Items from a dataset:
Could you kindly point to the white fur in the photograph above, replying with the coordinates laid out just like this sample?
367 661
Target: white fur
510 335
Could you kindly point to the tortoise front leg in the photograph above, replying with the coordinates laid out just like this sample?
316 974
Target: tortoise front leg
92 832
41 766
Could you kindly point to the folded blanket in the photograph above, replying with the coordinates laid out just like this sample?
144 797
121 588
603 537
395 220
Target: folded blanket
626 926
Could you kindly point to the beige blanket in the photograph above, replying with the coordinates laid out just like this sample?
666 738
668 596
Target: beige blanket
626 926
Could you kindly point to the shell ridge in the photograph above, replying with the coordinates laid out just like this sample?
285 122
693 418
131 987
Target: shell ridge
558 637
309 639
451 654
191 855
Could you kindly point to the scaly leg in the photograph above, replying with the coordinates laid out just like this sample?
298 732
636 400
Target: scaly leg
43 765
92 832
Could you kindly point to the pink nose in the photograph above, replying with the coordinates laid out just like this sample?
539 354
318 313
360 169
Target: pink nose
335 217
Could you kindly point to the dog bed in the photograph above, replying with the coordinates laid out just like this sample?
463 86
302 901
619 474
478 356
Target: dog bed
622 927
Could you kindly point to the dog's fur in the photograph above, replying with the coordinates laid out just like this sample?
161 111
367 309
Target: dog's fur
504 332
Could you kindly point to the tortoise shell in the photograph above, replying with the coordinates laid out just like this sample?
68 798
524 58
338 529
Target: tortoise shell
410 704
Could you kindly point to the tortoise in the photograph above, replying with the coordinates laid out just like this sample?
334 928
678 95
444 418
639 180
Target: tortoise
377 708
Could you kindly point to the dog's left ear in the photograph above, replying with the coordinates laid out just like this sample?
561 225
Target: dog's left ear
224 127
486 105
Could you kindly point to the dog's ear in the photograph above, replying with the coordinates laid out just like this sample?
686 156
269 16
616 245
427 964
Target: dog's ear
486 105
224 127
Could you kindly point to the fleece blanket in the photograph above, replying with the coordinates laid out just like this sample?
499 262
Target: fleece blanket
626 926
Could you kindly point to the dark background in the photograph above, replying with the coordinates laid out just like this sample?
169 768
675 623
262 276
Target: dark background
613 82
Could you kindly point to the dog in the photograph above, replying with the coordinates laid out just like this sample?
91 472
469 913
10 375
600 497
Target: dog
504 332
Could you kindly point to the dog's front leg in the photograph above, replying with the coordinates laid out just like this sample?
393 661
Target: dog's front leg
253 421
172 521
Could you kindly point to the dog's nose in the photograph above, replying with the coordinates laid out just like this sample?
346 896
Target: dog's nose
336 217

OBJECTIVE: Please reproduce the lines of the records verbatim, starting with the line that contains "Could you kindly point to the dog's fur" and ending with the last line of the records.

THE COMPLETED TASK:
Could you kindly point to the dog's fur in the photograph above, replying with the coordinates laid out just like this sample?
161 111
367 309
Target: dog's fur
504 332
Could you kindly point to the tortoise shell in the photograph above, replying with the coordinates laid out just like this sample?
68 798
524 58
338 529
Target: tortoise shell
410 704
Could you kindly point to the tortoise in the photograph above, replying with the coordinates laid out just like this sample?
334 928
678 95
444 418
639 180
Target: tortoise
377 708
Could you kindly point to the dog's left ear in the photograph above, replying with the coordinates laid out just like this sample?
561 225
Target: dog's left ear
224 127
486 105
Could you kindly point to the dog's ear in the photograph above, replying with the coordinates laid out just like this sample?
686 156
269 16
616 245
427 964
Target: dog's ear
486 105
224 127
Could you kindly point to the fleece blanket in the photograph above, replying with the coordinates laid out just like this sample?
499 262
Target: fleece blanket
626 926
Could you kindly point to the dark background in the photograph above, replying with the coordinates laid out just like this sample?
169 768
675 623
262 276
Target: dark background
613 82
Could you kindly point to the dog in the photograph above, replying with the coordinates laid out just like this sample?
91 472
469 913
10 375
600 497
Target: dog
504 332
Could you kindly point to the dog's front leg in the photograph above, replying with the coordinates laid out just like this sample?
393 661
Target: dog's front leg
253 421
172 521
Could you kindly point to the dog's nose in the photograph above, replying with the coordinates laid out just like this sample?
346 896
Target: dog's nose
336 217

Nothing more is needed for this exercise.